Action item — Could you quote the entire passage on covid boosters and long covid, word for word?

Document extract —
━━━━━━━━━━━━━━━━

Vaccines are still the United States’ best bet to reduce deaths, but booster uptake is woefully behind compared with other countries, Nuzzo said. Less than 35 percent of eligible individuals have gotten their first booster, according to the Centers for Disease Control and Prevention, less than at least 70 other nations. Updated omicron boosters were authorized earlier this month, but confusion around the benefits and eligibility have hampered the rollout. At the same time, many states and companies are dropping their vaccine requirements, even in more covid-conscious areas like New York City.
“I worry most people are gonna hear [the pandemic is over] and not go get the boosters they’re authorized to get, particularly the elderly,” Nuzzo said.
That’s a problem on an individual and societal level alike. Experts say widespread boosting can also help keep hospitals from being overwhelmed during a possible fall or winter surge.
Long-term consequences
Hundreds of thousands of people are still getting infected each week, according to state and federal data, though the true number is likely much higher given the rise in at-home testing. While most people recover quickly and fully, some percentage — as many as 1 in 5 — will develop long covid, a potentially life-altering condition that has put as many as 4 million Americans out of work.
Scientists are only beginning to understand why some develop long covid, much less how to treat it. Even those who survive infection with little or no apparent complications may also be at greater risk for all sorts of diseases in the future, from diabetes to dementia.
Jeffrey Duchin, health officer for Seattle and King County Health Department, said that the U.S. won’t truly have learned how to live with the virus until scientists understand how to prevent and address long covid with better vaccines or treatments.
“Covid-19 is not going to disappear,” he wrote in an email to Grid. “And [with] the uncertainty with respect to the future course and severity of the pandemic, why are we not doing more to decrease the number of infections, deaths, hospitalizations, and complications, such as long Covid which currently remain unacceptably high?”

━━━━━━━━━━━━━━━━

Dataset entries —
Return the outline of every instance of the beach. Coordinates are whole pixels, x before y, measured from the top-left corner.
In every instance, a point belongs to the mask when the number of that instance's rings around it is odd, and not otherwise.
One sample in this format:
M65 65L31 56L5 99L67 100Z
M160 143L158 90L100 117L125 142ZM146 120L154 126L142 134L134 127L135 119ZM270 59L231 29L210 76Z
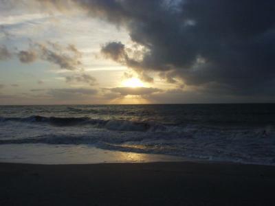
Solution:
M0 163L1 205L274 205L275 167Z

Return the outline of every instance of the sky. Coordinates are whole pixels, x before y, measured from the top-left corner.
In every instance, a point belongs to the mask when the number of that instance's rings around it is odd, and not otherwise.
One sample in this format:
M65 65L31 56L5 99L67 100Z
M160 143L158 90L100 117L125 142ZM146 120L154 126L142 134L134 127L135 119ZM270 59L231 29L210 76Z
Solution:
M272 0L0 0L0 104L275 102Z

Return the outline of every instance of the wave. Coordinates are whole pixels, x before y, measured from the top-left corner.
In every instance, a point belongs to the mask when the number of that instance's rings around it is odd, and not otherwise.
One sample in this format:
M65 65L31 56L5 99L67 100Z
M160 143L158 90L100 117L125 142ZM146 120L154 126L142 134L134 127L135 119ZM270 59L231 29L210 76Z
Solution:
M54 126L74 126L91 125L111 130L125 131L163 131L167 129L167 125L153 121L135 122L130 120L107 120L91 119L89 117L56 117L39 115L28 117L1 117L0 122L20 122L25 123L45 123Z

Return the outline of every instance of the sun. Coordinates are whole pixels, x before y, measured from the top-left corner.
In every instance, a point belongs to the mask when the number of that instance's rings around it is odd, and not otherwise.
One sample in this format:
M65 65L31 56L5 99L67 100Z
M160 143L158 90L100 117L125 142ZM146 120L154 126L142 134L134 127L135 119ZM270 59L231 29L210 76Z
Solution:
M133 78L122 82L122 85L126 87L142 87L144 84L140 79Z

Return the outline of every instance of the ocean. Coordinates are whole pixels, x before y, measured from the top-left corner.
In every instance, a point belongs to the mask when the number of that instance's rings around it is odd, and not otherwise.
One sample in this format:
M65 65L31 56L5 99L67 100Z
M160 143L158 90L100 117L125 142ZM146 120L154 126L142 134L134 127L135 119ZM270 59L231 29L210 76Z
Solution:
M274 126L274 104L1 106L0 146L275 165Z

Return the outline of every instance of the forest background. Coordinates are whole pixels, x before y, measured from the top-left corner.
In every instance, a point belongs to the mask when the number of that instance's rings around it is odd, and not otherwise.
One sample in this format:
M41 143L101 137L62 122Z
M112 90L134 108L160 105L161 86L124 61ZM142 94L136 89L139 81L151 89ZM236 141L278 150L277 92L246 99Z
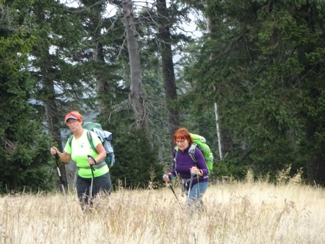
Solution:
M55 189L49 148L73 110L113 133L115 186L159 187L179 127L206 138L212 181L287 169L323 185L324 14L319 0L1 0L0 193Z

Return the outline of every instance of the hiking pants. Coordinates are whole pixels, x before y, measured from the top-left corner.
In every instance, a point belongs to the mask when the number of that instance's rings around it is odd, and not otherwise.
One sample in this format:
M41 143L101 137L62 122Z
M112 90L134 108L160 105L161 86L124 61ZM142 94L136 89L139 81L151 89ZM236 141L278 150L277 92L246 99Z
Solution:
M209 181L201 181L192 186L186 201L188 206L193 206L197 210L204 211L204 204L202 201L203 194L208 189Z
M201 200L209 186L209 181L201 181L192 186L188 198L193 200Z
M91 204L89 196L91 178L83 178L78 175L76 185L78 198L82 206L85 204ZM109 172L100 176L95 177L92 183L92 197L94 197L101 191L109 195L111 187L112 181Z

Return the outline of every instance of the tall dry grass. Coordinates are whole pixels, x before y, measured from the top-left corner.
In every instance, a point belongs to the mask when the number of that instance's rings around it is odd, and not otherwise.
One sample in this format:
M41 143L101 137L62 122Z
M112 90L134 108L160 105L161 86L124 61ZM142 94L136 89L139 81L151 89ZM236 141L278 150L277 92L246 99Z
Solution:
M185 198L180 197L182 204ZM169 188L121 189L82 212L74 191L0 198L1 243L323 243L317 186L247 180L210 186L206 211L182 210Z

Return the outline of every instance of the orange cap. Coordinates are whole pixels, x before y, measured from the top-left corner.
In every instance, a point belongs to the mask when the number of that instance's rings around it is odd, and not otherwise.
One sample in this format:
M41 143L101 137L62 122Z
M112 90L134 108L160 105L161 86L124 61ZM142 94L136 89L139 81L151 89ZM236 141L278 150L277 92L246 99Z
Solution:
M80 114L77 111L73 111L67 114L64 118L64 122L67 123L67 120L69 118L73 118L74 119L77 119L78 121L82 120L82 116L81 116L81 114Z

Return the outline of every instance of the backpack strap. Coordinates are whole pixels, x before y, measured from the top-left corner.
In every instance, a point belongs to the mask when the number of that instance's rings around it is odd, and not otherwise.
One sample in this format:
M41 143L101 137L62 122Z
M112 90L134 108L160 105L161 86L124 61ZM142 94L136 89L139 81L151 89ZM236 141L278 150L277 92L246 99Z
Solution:
M177 158L177 154L178 154L178 147L177 146L175 146L174 148L174 170L175 171L175 175L177 176L178 174L177 173L177 171L176 171L176 166L177 166L177 161L176 160L176 158Z
M192 143L191 146L188 149L188 154L189 156L192 159L195 163L197 163L197 159L195 158L195 148L197 147L197 145L195 143Z
M98 151L97 151L96 147L95 147L95 146L94 146L93 143L92 142L92 137L91 137L91 133L90 132L90 131L88 131L87 132L87 137L88 138L88 140L89 141L89 143L90 144L90 146L92 149L98 154Z
M72 144L72 139L73 139L73 137L74 137L74 135L73 134L69 137L69 140L68 141L70 146L70 147L71 147L71 145Z

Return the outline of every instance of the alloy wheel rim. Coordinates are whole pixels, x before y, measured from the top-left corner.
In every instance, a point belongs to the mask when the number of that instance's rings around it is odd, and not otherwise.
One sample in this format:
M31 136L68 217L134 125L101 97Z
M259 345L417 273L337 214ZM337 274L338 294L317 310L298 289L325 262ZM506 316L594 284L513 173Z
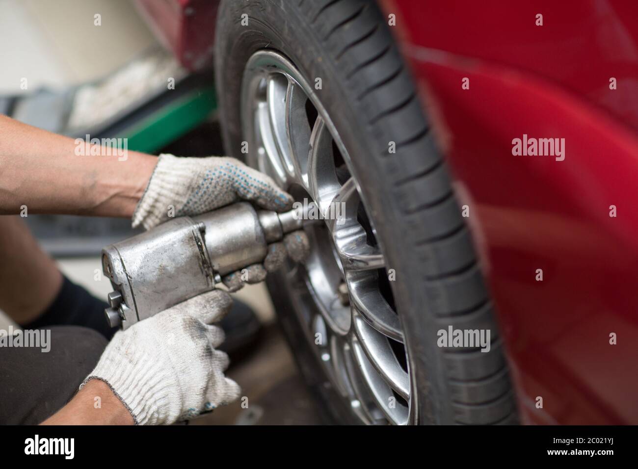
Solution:
M306 228L308 260L290 264L286 276L329 385L364 423L413 423L415 396L385 261L332 119L309 80L269 50L246 64L241 115L248 164L325 216ZM338 219L329 216L340 209Z

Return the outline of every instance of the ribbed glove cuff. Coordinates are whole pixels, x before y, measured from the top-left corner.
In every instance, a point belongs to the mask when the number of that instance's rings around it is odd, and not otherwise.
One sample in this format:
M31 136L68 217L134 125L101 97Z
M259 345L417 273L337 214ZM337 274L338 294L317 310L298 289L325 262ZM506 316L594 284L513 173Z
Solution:
M182 160L182 161L181 161ZM193 172L183 158L168 153L158 157L158 164L133 214L133 227L147 230L168 220L168 209L176 200L185 200ZM181 207L174 207L175 212Z
M118 332L105 352L109 352L112 346L116 350L102 355L80 388L89 380L101 380L122 401L136 424L161 424L167 421L172 404L177 403L169 401L170 391L166 386L169 380L165 376L165 367L160 366L156 358L149 356L144 349L137 346L134 334ZM130 357L137 359L131 361ZM174 410L179 414L179 409Z

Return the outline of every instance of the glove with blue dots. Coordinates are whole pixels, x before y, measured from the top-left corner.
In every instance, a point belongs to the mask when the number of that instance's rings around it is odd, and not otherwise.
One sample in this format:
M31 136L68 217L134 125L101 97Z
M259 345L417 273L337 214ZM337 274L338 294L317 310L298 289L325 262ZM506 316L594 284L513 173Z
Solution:
M243 199L267 210L292 208L292 197L270 177L228 156L163 154L133 214L147 230L174 217L198 215Z
M198 215L240 200L277 212L290 210L293 202L269 176L235 158L162 154L133 214L133 227L149 230L174 217ZM286 257L303 262L309 246L303 230L290 233L283 242L269 245L263 264L249 265L222 280L231 292L244 283L262 281L267 272L281 267Z

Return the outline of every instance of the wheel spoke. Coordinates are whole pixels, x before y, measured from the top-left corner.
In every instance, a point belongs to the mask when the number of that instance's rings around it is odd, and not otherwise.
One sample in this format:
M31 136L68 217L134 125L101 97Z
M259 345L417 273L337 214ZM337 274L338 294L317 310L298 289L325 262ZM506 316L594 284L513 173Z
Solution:
M257 161L259 168L271 175L277 184L284 186L288 175L279 154L279 147L271 131L271 117L268 105L265 103L259 104L255 121L255 126L258 129L258 135L260 137L257 141Z
M308 100L301 87L290 77L286 91L286 137L290 148L290 164L296 179L308 188L308 151L311 129L306 116Z
M325 213L341 187L332 158L332 137L323 119L315 121L310 135L308 161L308 190L322 213Z
M399 316L379 291L376 272L348 272L346 274L350 298L364 319L380 332L403 342Z
M281 73L269 76L266 84L266 101L270 117L271 133L277 148L277 156L287 177L294 179L295 168L291 162L290 147L286 131L288 78Z
M329 382L361 422L416 421L411 375L392 341L403 343L404 336L382 276L390 267L384 240L339 130L311 80L272 50L248 61L241 117L250 165L296 200L312 199L319 213L308 216L325 221L304 227L310 254L302 264L287 264L285 273L295 320L322 364L323 384Z
M401 368L388 338L376 331L353 311L355 332L368 360L385 382L403 399L410 398L410 379Z
M355 356L352 345L346 343L344 352L346 372L350 378L353 396L356 399L350 401L353 410L363 416L369 423L385 423L385 413L381 412L375 405L377 399L373 395L371 387L366 382L367 377L362 373L361 366Z
M405 425L408 422L408 407L396 398L392 389L377 373L356 338L352 340L352 347L354 359L377 405L392 423Z

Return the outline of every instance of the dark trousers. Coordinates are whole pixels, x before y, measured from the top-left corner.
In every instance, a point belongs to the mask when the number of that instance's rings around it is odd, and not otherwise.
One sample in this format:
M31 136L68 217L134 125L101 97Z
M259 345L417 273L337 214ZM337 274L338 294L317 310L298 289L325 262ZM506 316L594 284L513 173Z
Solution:
M49 351L0 346L0 424L41 423L71 399L117 331L107 306L65 278L50 306L24 326L50 330Z

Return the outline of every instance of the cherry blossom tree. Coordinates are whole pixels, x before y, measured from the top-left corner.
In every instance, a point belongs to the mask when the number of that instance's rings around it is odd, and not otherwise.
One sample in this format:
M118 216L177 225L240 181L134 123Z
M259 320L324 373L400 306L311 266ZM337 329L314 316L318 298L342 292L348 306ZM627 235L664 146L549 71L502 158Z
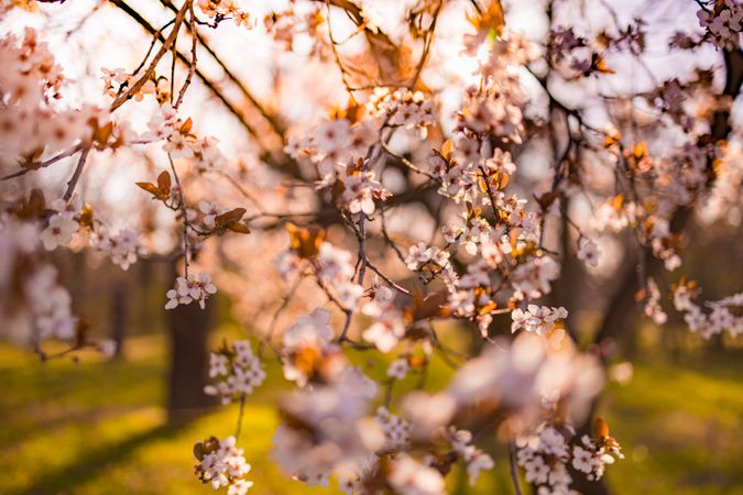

━━━━━━━━━━━━━━━━

Response —
Vaccines are still the United States’ best bet to reduce deaths, but booster uptake is woefully behind compared with other countries, Nuzzo said. Less than 35 percent of eligible individuals have gotten their first booster, according to the Centers for Disease Control and Prevention, less than at least 70 other nations. Updated omicron boosters were authorized earlier this month, but confusion around the benefits and eligibility have hampered the rollout. At the same time, many states and companies are dropping their vaccine requirements, even in more covid-conscious areas like New York City.
“I worry most people are gonna hear [the pandemic is over] and not go get the boosters they’re authorized to get, particularly the elderly,” Nuzzo said.
That’s a problem on an individual and societal level alike. Experts say widespread boosting can also help keep hospitals from being overwhelmed during a possible fall or winter surge.
Long-term consequences
Hundreds of thousands of people are still getting infected each week, according to state and federal data, though the true number is likely much higher given the rise in at-home testing. While most people recover quickly and fully, some percentage — as many as 1 in 5 — will develop long covid, a potentially life-altering condition that has put as many as 4 million Americans out of work.
Scientists are only beginning to understand why some develop long covid, much less how to treat it. Even those who survive infection with little or no apparent complications may also be at greater risk for all sorts of diseases in the future, from diabetes to dementia.
Jeffrey Duchin, health officer for Seattle and King County Health Department, said that the U.S. won’t truly have learned how to live with the virus until scientists understand how to prevent and address long covid with better vaccines or treatments.
“Covid-19 is not going to disappear,” he wrote in an email to Grid. “And [with] the uncertainty with respect to the future course and severity of the pandemic, why are we not doing more to decrease the number of infections, deaths, hospitalizations, and complications, such as long Covid which currently remain unacceptably high?”